● **RECORD EXTRACTS**:
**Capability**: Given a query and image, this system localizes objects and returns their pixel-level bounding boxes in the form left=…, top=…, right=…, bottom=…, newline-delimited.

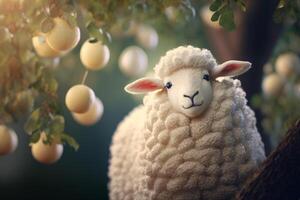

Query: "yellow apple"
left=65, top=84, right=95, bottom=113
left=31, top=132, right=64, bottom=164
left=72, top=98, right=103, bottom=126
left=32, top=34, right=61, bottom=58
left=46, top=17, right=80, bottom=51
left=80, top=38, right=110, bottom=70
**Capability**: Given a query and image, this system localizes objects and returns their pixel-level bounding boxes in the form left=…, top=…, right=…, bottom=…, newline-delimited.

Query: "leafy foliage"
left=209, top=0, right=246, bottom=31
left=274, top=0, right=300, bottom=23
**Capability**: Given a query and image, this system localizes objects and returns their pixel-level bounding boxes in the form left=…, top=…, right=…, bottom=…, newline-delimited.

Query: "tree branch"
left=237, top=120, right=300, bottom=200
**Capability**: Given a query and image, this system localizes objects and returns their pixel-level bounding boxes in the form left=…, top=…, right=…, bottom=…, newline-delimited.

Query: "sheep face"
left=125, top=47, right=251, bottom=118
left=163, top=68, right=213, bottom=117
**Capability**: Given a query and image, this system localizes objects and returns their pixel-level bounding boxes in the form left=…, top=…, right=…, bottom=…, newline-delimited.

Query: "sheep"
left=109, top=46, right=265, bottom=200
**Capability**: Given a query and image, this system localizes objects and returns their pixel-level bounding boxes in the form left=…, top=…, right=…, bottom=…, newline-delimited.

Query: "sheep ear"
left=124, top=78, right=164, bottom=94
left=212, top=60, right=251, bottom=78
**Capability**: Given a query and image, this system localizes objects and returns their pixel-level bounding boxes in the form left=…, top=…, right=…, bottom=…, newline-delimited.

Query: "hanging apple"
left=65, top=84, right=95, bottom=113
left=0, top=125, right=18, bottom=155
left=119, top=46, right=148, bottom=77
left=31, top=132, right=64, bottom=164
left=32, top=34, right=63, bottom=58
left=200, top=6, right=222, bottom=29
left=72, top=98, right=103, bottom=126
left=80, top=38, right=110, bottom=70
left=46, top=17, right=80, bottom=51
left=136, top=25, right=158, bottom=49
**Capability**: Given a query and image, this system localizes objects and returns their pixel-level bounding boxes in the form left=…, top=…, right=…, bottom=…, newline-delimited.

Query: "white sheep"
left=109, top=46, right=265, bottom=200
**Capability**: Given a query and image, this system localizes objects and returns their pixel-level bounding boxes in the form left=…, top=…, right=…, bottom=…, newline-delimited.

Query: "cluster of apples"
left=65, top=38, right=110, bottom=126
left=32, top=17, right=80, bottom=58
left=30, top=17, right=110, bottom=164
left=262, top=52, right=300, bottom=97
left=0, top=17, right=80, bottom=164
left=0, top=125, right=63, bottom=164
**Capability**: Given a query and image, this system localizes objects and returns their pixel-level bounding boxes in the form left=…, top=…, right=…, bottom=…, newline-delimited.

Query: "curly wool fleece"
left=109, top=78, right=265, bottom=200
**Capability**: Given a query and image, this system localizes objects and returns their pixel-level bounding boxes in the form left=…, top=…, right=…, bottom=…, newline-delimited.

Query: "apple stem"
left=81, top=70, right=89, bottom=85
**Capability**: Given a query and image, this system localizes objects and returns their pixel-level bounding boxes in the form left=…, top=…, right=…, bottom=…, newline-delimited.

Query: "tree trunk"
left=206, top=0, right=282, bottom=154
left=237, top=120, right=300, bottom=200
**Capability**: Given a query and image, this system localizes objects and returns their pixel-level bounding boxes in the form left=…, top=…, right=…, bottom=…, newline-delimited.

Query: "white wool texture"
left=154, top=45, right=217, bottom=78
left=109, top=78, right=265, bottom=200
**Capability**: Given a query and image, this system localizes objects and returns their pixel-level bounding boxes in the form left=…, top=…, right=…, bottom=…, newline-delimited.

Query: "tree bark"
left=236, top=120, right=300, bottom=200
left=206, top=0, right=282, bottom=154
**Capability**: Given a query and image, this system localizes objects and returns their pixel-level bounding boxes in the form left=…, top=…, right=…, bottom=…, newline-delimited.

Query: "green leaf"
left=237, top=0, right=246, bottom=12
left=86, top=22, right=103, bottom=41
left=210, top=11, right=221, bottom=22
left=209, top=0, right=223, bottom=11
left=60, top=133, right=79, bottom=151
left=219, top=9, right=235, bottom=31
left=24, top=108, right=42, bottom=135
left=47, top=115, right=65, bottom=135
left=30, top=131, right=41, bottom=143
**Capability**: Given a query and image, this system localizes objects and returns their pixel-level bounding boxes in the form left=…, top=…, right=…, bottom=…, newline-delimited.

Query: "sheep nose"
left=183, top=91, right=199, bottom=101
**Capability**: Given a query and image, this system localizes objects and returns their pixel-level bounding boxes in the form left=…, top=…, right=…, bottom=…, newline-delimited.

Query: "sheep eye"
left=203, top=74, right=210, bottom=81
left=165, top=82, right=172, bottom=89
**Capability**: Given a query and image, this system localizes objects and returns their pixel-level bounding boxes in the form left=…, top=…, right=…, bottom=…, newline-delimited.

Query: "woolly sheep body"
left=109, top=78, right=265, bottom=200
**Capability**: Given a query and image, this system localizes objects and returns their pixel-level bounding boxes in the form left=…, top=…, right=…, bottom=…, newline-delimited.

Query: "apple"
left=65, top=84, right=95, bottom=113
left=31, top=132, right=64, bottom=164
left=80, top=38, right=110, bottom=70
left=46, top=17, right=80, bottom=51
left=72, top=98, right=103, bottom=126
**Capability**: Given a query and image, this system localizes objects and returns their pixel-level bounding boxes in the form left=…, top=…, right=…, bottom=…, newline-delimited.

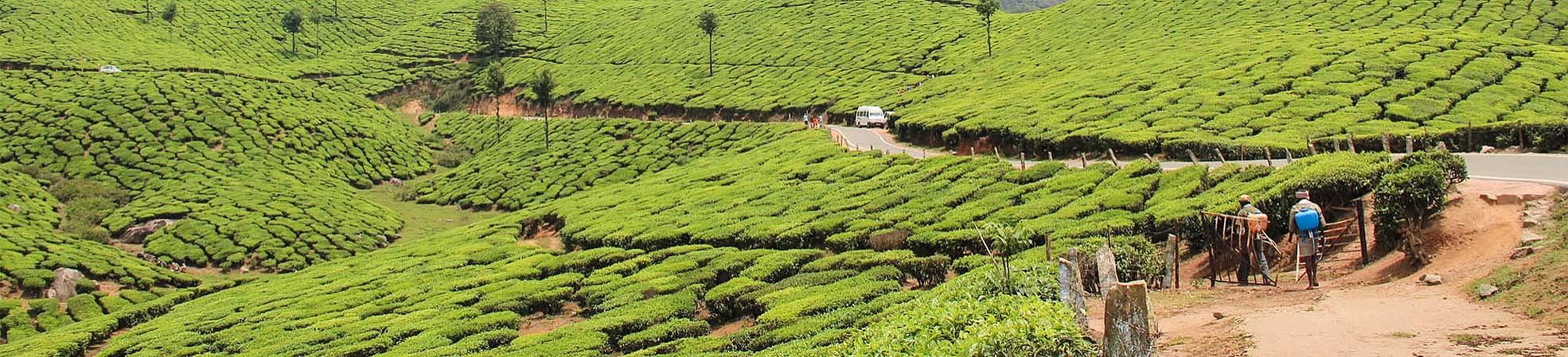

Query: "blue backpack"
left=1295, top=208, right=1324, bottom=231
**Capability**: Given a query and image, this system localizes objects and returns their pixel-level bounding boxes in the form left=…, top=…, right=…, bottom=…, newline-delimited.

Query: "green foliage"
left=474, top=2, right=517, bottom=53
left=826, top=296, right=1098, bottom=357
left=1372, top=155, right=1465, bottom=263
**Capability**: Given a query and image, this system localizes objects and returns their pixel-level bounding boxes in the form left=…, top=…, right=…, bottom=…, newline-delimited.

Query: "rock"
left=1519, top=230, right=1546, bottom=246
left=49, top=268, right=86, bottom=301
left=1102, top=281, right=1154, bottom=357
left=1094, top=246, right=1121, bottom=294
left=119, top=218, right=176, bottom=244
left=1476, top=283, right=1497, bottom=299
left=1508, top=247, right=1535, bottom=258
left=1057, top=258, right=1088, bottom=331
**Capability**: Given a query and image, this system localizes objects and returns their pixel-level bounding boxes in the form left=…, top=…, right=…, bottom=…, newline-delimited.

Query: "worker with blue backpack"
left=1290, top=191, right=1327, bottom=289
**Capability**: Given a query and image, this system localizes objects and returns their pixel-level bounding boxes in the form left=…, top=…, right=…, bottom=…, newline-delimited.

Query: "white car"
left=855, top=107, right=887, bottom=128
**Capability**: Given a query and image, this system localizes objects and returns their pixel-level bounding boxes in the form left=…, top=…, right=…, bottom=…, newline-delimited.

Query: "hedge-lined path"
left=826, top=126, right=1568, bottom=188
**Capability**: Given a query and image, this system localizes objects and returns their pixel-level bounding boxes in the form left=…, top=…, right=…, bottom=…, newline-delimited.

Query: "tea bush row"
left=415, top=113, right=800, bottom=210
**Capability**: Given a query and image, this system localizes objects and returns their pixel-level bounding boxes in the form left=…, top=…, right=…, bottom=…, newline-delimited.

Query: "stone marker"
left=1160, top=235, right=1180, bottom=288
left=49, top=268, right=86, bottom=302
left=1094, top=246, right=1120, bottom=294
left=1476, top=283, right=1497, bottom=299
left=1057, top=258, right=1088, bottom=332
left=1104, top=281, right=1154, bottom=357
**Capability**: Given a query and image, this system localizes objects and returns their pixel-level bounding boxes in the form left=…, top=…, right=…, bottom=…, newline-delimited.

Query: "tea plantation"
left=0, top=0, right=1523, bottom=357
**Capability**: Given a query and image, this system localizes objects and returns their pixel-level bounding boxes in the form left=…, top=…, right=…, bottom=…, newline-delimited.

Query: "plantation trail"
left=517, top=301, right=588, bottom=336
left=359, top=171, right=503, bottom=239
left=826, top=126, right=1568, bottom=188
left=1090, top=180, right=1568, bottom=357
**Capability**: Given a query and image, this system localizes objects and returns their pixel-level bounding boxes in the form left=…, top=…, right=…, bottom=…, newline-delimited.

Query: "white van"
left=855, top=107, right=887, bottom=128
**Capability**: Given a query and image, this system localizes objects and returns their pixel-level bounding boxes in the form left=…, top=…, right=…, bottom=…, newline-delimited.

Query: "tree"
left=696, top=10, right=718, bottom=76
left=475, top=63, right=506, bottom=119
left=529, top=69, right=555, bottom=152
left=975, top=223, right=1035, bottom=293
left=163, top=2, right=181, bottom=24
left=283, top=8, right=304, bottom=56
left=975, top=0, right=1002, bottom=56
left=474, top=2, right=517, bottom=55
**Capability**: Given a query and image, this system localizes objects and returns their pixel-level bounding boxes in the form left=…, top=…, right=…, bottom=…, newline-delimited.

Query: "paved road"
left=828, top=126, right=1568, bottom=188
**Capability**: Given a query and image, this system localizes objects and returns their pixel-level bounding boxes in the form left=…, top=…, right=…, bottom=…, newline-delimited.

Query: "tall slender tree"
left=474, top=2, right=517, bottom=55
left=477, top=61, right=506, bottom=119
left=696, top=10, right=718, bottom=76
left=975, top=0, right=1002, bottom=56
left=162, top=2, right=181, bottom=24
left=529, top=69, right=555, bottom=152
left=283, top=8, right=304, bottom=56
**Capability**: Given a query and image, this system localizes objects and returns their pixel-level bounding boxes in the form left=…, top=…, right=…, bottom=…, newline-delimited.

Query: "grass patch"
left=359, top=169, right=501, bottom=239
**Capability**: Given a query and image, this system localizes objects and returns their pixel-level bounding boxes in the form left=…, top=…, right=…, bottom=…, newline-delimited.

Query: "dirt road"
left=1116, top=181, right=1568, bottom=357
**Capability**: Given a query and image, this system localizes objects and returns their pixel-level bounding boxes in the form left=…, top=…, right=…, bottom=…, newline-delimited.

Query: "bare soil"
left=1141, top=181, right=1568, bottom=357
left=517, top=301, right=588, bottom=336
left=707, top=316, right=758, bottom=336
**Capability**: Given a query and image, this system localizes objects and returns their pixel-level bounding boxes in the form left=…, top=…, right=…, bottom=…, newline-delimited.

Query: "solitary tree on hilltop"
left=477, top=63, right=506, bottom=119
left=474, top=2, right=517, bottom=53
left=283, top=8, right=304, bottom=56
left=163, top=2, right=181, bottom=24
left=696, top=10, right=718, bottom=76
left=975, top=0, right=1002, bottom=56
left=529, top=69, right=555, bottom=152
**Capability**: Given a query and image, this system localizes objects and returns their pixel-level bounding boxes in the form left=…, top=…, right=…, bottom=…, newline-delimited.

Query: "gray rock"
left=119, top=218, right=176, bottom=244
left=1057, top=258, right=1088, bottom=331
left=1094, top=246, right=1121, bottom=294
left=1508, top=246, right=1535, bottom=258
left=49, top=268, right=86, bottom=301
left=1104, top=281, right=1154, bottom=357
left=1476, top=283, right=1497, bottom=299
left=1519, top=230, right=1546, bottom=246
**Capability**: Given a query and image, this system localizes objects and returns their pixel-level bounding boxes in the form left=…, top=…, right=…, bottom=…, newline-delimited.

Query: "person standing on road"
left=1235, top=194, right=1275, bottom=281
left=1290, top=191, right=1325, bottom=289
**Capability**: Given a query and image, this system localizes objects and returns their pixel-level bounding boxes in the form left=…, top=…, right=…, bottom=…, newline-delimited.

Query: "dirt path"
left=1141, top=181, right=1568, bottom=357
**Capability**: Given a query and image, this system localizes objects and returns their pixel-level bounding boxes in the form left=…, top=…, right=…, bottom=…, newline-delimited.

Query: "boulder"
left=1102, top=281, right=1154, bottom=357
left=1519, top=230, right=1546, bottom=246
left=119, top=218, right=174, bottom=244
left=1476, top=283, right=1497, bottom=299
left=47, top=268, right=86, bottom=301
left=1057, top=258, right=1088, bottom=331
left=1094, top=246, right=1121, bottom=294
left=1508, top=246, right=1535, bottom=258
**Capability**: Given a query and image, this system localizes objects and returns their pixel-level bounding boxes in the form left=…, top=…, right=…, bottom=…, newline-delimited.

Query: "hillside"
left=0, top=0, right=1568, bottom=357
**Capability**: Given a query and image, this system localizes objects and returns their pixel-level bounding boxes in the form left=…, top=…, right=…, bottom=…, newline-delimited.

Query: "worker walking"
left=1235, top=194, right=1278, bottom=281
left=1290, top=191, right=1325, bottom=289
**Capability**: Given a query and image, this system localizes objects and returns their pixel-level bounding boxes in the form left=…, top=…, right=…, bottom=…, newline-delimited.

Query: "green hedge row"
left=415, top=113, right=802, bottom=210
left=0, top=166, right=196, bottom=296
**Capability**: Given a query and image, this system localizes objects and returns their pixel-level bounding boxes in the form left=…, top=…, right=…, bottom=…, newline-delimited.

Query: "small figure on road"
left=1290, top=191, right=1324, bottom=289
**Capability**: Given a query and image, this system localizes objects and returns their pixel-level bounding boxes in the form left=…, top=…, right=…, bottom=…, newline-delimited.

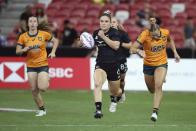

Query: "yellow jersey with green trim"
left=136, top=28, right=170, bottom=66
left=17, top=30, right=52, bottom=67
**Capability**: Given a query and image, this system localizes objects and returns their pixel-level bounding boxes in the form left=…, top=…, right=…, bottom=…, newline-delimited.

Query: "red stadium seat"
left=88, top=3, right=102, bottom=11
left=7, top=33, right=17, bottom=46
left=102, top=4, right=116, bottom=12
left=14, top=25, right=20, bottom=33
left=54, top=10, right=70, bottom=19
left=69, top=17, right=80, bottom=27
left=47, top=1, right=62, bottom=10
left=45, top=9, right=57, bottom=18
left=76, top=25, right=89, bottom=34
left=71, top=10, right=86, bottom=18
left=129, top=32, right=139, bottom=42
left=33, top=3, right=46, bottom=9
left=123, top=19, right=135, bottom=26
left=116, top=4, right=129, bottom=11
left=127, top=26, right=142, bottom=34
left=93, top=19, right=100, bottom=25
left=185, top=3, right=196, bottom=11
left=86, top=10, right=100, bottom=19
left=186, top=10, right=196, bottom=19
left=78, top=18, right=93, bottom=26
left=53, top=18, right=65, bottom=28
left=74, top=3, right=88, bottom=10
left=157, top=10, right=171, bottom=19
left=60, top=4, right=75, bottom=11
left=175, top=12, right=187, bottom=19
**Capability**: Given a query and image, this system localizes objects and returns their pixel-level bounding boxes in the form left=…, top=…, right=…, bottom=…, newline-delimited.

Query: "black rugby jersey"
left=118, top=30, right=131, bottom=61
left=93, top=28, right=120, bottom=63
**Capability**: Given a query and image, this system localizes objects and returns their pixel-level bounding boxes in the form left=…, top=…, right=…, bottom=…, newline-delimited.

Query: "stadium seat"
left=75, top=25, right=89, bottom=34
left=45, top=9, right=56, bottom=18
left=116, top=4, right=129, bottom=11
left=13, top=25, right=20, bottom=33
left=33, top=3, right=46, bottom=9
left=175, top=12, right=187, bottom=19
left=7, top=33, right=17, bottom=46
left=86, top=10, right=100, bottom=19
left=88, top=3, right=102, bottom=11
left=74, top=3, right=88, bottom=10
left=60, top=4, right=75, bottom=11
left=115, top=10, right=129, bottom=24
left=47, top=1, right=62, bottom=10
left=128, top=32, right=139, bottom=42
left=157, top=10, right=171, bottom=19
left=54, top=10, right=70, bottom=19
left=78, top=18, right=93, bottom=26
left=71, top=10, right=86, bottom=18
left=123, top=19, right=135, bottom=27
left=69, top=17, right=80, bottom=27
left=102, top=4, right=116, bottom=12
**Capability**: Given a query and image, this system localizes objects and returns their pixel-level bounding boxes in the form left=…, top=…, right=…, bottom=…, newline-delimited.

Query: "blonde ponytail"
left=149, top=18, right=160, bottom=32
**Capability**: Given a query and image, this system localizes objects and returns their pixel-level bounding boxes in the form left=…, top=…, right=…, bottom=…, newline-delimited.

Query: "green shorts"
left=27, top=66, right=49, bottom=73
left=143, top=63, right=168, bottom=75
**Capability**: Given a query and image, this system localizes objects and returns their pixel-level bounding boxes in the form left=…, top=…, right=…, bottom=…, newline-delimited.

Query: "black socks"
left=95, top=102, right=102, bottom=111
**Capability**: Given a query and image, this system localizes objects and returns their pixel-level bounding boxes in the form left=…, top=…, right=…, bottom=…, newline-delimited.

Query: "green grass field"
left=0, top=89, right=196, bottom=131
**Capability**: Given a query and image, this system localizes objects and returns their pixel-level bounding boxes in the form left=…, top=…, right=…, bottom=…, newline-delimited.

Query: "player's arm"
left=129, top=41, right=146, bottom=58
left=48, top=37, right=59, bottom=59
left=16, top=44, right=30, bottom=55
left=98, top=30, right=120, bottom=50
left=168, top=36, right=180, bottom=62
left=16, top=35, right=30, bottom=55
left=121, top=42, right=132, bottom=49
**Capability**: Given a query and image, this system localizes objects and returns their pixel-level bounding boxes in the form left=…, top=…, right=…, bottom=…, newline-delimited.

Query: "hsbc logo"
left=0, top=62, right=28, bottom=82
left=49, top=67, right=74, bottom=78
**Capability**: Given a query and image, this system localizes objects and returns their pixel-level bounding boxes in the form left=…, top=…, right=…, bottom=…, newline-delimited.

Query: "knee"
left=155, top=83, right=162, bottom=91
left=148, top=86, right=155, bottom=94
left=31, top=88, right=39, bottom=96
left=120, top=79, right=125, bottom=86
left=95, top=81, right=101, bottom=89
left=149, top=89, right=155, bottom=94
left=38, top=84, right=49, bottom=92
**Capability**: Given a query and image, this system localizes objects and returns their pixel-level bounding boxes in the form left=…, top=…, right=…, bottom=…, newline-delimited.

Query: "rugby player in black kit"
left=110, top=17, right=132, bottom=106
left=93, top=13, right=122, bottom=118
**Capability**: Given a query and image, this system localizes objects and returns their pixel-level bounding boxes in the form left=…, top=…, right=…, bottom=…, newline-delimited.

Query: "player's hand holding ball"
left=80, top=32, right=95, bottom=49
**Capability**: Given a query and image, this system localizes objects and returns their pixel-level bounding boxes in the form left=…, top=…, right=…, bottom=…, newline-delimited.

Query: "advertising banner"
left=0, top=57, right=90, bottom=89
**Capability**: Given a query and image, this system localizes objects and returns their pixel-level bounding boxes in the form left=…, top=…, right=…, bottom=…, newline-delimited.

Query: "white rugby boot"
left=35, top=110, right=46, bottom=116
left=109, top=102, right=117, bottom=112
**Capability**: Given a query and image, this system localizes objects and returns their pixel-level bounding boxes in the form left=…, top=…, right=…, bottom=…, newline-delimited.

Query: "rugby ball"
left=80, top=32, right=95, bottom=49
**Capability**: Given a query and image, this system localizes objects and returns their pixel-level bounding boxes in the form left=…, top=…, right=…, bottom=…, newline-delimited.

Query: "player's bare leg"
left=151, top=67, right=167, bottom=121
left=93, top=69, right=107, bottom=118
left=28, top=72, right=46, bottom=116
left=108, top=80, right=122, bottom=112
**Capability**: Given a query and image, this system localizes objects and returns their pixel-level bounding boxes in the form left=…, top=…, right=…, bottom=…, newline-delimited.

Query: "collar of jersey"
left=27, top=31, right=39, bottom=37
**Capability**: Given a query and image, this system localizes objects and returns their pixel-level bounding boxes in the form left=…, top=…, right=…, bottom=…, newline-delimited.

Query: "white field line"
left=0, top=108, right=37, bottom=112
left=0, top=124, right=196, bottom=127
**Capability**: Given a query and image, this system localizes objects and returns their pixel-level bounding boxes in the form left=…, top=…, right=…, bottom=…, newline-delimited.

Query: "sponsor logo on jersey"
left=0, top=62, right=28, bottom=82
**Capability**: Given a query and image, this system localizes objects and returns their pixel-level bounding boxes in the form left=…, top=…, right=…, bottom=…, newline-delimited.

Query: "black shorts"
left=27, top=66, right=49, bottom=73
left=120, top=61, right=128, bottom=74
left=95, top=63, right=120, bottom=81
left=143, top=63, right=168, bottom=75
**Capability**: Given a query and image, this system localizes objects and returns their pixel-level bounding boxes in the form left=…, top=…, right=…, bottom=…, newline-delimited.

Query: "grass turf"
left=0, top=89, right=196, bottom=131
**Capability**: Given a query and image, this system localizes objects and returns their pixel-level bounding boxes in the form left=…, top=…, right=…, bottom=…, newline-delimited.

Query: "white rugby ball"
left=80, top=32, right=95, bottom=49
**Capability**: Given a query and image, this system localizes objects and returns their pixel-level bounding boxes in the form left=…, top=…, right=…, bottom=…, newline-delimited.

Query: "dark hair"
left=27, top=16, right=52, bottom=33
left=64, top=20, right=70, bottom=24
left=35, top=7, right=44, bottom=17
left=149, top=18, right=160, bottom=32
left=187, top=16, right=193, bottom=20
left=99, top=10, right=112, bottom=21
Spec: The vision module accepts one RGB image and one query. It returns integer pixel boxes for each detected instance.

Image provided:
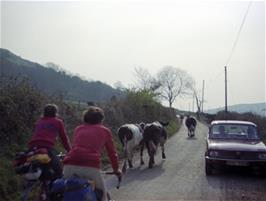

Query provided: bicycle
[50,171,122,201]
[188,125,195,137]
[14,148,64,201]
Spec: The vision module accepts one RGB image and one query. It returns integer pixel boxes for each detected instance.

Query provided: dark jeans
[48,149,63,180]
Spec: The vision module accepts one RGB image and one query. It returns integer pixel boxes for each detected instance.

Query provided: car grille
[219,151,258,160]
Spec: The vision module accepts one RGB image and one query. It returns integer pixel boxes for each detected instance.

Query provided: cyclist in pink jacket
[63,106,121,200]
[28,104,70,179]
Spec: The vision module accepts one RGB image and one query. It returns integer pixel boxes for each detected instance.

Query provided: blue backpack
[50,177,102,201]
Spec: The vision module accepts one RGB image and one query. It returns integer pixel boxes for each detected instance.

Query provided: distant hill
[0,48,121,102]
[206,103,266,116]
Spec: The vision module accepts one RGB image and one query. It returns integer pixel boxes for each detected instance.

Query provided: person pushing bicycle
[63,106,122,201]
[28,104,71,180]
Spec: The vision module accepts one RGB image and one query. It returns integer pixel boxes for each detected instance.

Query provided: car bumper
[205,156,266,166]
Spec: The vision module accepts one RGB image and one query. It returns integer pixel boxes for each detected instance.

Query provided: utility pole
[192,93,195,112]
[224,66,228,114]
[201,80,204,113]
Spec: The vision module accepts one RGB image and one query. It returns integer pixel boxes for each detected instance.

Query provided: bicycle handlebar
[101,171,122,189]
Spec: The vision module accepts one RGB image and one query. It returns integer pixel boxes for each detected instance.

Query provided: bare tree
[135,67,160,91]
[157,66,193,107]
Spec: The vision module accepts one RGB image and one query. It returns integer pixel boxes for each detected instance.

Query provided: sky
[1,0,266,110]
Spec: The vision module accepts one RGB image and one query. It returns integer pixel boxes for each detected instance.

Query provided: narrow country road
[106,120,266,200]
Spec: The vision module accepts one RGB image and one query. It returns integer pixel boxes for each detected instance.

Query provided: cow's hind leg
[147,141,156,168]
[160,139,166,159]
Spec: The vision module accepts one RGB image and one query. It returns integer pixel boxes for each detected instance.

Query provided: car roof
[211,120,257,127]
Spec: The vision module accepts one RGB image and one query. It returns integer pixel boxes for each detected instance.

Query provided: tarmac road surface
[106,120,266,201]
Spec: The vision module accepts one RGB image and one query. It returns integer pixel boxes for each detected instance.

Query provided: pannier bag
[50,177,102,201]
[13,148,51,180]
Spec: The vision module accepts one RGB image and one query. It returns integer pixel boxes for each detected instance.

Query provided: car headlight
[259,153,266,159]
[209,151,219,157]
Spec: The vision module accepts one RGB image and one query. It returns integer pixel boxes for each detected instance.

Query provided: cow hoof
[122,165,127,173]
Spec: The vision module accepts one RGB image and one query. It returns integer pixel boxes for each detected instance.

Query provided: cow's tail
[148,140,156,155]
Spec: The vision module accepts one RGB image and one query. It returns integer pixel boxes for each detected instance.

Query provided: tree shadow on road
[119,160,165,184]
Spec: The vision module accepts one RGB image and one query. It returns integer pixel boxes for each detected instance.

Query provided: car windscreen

● **SHORT PROBLEM**: Rewrite the lines from the first one through the line containing "left=212, top=60, right=251, bottom=78", keeping the requests, and increase every bounding box coordinate in the answers by 119. Leave the pictures out.

● **REPLY TO THE TASK**:
**Capability**: Given a query and image, this system localizes objects and returns their pixel-level bounding boxes in the form left=…, top=…, right=…, bottom=…, newline-delimited.


Query: "yellow apple"
left=184, top=203, right=214, bottom=232
left=150, top=251, right=183, bottom=283
left=191, top=217, right=222, bottom=245
left=151, top=153, right=180, bottom=177
left=165, top=136, right=199, bottom=170
left=199, top=157, right=229, bottom=189
**Capability**: Given a query and image, this system localizes objects and returns their pixel-level bounding boxes in the form left=…, top=…, right=…, bottom=…, newline-delimited.

Query: "leafy foliage"
left=328, top=119, right=365, bottom=150
left=393, top=119, right=419, bottom=142
**Capability**: Given a query and image, this system localizes objects and returns their pixel-level bounding boxes in the form left=…, top=…, right=…, bottom=…, newline-delimited.

Query: "tree branch"
left=356, top=239, right=419, bottom=319
**Capability**: Given a query and image, this system localizes objects and returns their pixel-level bounding boxes in the form left=…, top=…, right=…, bottom=…, newline-delimited.

Query: "sheep face"
left=244, top=166, right=370, bottom=237
left=282, top=187, right=332, bottom=236
**Capability**: Given a query and image, this system localizes objects and returns their pixel-level bounding boxes in the form left=…, top=…, right=…, bottom=…, newline-delimited.

Query: "sheep"
left=228, top=165, right=384, bottom=319
**Capability**: Given a query and image, this system localizes objects and returns their pixel-level bounding boxes in the form left=…, top=…, right=…, bottom=…, newline-delimited.

Query: "sheep ear"
left=243, top=197, right=283, bottom=213
left=331, top=179, right=370, bottom=197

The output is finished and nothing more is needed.